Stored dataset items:
= = =
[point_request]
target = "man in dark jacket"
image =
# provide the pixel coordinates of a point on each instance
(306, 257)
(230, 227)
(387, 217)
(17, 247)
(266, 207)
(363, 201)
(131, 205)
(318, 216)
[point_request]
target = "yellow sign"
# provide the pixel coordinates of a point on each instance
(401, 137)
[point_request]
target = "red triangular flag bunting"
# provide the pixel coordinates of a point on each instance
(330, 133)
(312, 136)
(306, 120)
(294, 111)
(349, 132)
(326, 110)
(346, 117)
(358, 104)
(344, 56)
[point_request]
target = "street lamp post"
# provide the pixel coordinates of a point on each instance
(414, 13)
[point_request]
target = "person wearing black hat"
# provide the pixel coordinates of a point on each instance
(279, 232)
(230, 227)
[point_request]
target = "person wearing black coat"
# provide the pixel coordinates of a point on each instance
= = =
# Exercise
Reproduce the full listing above, character for character.

# Correct result
[point_request]
target = "man in dark jacket"
image =
# provide the pixel coordinates of a point on each instance
(306, 257)
(230, 227)
(387, 217)
(17, 247)
(266, 207)
(363, 201)
(131, 205)
(318, 216)
[point_request]
target = "yellow sign"
# provide the pixel coordinates of a point on each instance
(401, 137)
[point_request]
target = "red triangular flag bunting"
# provide the pixel coordinates of a point on each instance
(330, 133)
(312, 136)
(306, 120)
(294, 111)
(349, 132)
(326, 110)
(346, 117)
(358, 104)
(344, 56)
[point_request]
target = "street lamp post"
# provide the pixel coordinates of a point on each instance
(414, 13)
[point_request]
target = "person wearing black hat"
# provide the pixel coordinates of a point on each instance
(279, 232)
(230, 227)
[point_request]
target = "person wearing black coat"
# provide the pixel coordinates of a point on each instance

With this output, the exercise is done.